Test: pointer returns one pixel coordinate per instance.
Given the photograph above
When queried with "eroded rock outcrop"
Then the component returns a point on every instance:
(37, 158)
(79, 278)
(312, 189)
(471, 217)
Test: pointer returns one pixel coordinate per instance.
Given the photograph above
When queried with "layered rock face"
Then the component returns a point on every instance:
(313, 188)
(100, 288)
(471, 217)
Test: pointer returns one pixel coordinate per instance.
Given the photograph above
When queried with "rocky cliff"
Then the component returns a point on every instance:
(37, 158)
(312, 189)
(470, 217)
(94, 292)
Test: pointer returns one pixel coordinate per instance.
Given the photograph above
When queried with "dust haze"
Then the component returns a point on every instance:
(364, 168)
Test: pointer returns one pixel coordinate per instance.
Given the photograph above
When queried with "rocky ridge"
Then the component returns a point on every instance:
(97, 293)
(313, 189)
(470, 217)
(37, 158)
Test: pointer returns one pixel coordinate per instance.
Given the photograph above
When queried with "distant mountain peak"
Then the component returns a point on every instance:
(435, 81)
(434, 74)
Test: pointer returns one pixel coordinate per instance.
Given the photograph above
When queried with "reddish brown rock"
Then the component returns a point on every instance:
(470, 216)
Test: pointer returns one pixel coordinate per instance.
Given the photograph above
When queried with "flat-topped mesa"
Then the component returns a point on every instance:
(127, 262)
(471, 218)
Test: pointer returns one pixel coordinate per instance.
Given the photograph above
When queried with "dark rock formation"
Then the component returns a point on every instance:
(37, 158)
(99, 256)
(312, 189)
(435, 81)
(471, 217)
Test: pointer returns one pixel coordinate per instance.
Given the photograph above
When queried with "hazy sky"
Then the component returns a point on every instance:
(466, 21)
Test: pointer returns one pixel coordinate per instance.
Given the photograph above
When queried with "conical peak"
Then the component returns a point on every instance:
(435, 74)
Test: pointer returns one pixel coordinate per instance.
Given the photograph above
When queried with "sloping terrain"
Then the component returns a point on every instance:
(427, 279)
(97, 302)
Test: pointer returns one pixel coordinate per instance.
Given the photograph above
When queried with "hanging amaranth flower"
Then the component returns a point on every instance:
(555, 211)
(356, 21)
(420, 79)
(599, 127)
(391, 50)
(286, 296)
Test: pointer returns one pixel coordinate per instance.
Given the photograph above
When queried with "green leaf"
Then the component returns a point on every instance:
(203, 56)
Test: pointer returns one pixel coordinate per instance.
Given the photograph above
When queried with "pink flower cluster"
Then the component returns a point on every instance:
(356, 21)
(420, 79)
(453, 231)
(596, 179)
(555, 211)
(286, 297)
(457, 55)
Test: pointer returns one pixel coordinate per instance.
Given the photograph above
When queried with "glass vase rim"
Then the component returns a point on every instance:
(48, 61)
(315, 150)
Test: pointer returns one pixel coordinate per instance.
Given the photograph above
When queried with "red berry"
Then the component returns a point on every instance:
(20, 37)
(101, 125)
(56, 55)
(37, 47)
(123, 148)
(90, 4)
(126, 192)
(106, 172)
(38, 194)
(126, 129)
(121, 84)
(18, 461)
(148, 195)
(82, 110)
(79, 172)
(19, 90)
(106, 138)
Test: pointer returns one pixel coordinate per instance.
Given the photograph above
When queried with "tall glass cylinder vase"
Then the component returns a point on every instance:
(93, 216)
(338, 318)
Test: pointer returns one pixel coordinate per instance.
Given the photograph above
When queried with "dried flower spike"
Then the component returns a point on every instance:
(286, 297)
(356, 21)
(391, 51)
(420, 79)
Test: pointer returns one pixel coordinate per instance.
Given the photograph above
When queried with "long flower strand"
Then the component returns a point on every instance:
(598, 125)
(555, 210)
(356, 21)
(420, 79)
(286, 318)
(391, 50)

» Exercise details: Please return the entire listing, unchanged.

» Written response:
Test: pointer returns one pixel coordinate per instance.
Given the photograph above
When queried with "eroded rock outcrop"
Then the component returns a point on every instance:
(37, 158)
(79, 278)
(312, 189)
(471, 217)
Test: pointer returns one pixel coordinate per instance.
Given the photograph above
When queried with "layered rock face"
Then the component returns a point on every instance:
(313, 188)
(100, 288)
(471, 217)
Test: pointer returns one pixel coordinate per instance.
Given the photograph above
When queried with "rocky cliff"
Then the component returns a point on every instance:
(37, 158)
(312, 189)
(470, 217)
(94, 292)
Test: pointer returns one pixel coordinate per instance.
Given the photograph above
When queried with "dust haze"
Then the component returns a point on every instance:
(364, 168)
Test: pointer returns one pixel coordinate per instance.
Given the photograph above
When queried with "rocky ridge"
Then the component returns a point on every instance:
(97, 293)
(313, 189)
(470, 217)
(37, 158)
Test: pointer returns one pixel coordinate per instance.
Given the photograph above
When queried with "distant mountain peak"
Then the component returns a point on every instance:
(435, 81)
(434, 74)
Test: pointer returns one pixel coordinate per instance.
Given the photograph above
When queried with "reddish brown rock"
Then the component returns a point on every instance:
(470, 216)
Test: pointer returns one pixel coordinate per instance.
Given the photograph above
When queried with "flat-topped mesa"
Then the component returns a point on every instance:
(127, 262)
(471, 218)
Test: pointer returns one pixel coordinate per instance.
Given the photograph above
When queried with "dark rock formation"
Then the component returns a point on every instance:
(37, 158)
(99, 256)
(312, 189)
(435, 81)
(471, 217)
Test: pointer returns one pixel coordinate per instance.
Given the photograph above
When queried with "hazy sky"
Then the component returns a point on every instance:
(466, 21)
Test: pointer returns one pixel coordinate per instance.
Given the photograph above
When queried with "conical peak"
Then the component returns a point on every instance:
(435, 74)
Test: pointer returns one pixel coordinate per instance.
Given the photograph above
When queried with "sloping terrain"
Then the component returns a point on every instance:
(427, 279)
(97, 302)
Test: pointer returns one pixel coordinate per instance.
Given the photograph above
When queried with "hanging amaranth flower"
Then the component returns a point on every instance:
(555, 211)
(356, 21)
(420, 79)
(599, 127)
(391, 50)
(286, 296)
Test: pointer returns one pixel coordinate per instance.
Given the photograph above
When queried with "green leaf"
Then the component returns a point on every instance:
(203, 56)
Test: pointer returns one pixel coordinate per instance.
Given the photograph above
When queried with "pink flower cluster"
Then the component returns a point on every instance:
(356, 21)
(420, 79)
(453, 231)
(596, 179)
(555, 211)
(286, 297)
(457, 55)
Test: pointer returns one pixel coordinate per instance.
Given the photograph above
When queried with "glass vase rim"
Then the component returns a point on every instance:
(48, 61)
(315, 150)
Test: pointer returns one pixel coordinate per instance.
Given the photograph above
When queried with "red berry"
Then the component returns a point on every instance:
(20, 37)
(101, 125)
(56, 55)
(37, 47)
(123, 148)
(90, 4)
(126, 192)
(106, 172)
(38, 194)
(126, 129)
(121, 84)
(18, 461)
(148, 195)
(82, 110)
(79, 172)
(19, 90)
(106, 138)
Test: pointer returns one pixel coordinate per instance.
Given the photograph above
When queried with "tall glass cylinder vase"
Then the component returns a point on every instance:
(93, 216)
(338, 318)
Test: pointer returns one pixel coordinate per instance.
Given the photograph above
When queried with "dried flower spike"
Then the component returns a point on every instance:
(286, 297)
(356, 21)
(391, 51)
(420, 79)
Test: pointer returns one pixel coordinate per instance.
Given the photograph above
When queried with "long flower strand"
Then the component returns a point on every instance:
(598, 125)
(555, 210)
(356, 21)
(420, 79)
(286, 318)
(391, 50)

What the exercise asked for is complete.